Search each line of the data for the word "banner"; copy every line where it is found.

The records:
_ _ _ _ _ _ _

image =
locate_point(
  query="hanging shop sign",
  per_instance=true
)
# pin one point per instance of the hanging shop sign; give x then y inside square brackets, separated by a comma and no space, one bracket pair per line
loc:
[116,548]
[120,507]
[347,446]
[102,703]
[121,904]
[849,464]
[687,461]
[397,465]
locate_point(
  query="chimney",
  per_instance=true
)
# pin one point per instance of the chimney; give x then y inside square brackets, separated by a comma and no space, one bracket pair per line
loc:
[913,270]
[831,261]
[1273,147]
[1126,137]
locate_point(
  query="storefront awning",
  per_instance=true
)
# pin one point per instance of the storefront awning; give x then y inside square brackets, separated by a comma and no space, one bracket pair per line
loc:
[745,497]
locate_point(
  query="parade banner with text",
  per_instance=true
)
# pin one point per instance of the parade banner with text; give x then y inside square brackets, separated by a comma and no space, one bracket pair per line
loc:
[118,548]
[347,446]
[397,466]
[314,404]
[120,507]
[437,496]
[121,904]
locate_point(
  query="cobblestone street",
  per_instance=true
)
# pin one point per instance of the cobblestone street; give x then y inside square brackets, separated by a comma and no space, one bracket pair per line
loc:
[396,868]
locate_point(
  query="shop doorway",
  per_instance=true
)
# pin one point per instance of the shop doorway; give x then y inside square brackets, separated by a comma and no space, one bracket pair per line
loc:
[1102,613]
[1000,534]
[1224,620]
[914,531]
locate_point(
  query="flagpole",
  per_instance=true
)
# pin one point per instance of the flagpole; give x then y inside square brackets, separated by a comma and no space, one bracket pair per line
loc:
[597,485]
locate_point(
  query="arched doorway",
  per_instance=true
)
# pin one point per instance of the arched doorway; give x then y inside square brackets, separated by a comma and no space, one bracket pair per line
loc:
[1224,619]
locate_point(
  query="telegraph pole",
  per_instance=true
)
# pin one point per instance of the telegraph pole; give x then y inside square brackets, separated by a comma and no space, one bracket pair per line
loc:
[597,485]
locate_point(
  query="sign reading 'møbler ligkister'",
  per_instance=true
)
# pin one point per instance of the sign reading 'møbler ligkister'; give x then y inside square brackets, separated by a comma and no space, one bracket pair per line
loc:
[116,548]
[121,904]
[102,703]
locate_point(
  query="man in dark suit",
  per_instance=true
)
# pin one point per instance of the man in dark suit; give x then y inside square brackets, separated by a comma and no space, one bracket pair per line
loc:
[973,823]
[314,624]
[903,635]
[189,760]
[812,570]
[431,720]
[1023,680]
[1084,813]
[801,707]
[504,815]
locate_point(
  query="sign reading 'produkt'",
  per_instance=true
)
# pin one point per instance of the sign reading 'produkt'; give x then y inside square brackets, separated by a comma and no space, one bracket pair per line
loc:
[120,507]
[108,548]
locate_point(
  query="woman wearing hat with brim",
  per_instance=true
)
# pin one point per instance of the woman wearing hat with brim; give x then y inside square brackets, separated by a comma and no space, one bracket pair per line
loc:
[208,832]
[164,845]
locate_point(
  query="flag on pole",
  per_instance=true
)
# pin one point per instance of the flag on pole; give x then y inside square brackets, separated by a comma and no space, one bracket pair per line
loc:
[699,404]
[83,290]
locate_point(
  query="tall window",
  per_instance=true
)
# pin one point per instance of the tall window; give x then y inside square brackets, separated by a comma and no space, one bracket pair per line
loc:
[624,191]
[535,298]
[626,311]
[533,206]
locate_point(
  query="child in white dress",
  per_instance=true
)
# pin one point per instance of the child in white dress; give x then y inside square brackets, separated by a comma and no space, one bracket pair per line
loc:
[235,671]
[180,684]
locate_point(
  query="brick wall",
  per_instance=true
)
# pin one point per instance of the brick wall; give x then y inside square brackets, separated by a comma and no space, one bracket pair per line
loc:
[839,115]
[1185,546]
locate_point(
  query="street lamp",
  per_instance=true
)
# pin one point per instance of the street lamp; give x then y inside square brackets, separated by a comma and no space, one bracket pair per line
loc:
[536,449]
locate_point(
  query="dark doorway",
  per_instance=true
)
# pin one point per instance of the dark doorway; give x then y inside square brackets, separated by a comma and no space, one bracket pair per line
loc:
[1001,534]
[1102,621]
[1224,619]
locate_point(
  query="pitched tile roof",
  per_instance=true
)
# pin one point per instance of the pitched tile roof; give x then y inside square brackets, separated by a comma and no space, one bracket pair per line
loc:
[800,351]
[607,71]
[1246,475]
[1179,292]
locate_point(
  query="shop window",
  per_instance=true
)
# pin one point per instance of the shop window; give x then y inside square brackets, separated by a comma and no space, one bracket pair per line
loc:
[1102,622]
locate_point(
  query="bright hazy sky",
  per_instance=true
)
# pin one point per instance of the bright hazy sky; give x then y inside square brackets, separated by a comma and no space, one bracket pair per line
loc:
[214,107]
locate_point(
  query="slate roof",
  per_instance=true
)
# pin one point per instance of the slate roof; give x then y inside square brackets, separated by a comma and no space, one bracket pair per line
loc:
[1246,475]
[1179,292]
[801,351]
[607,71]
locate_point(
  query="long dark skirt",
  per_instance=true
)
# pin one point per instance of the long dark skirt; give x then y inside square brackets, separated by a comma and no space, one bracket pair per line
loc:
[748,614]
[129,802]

_ _ _ _ _ _ _

Your solution:
  query="parade banner with text",
# pin one point per instance of the parade banner with text; give x then y inside square brackets, separated by a comma and no space, one bracket pair per line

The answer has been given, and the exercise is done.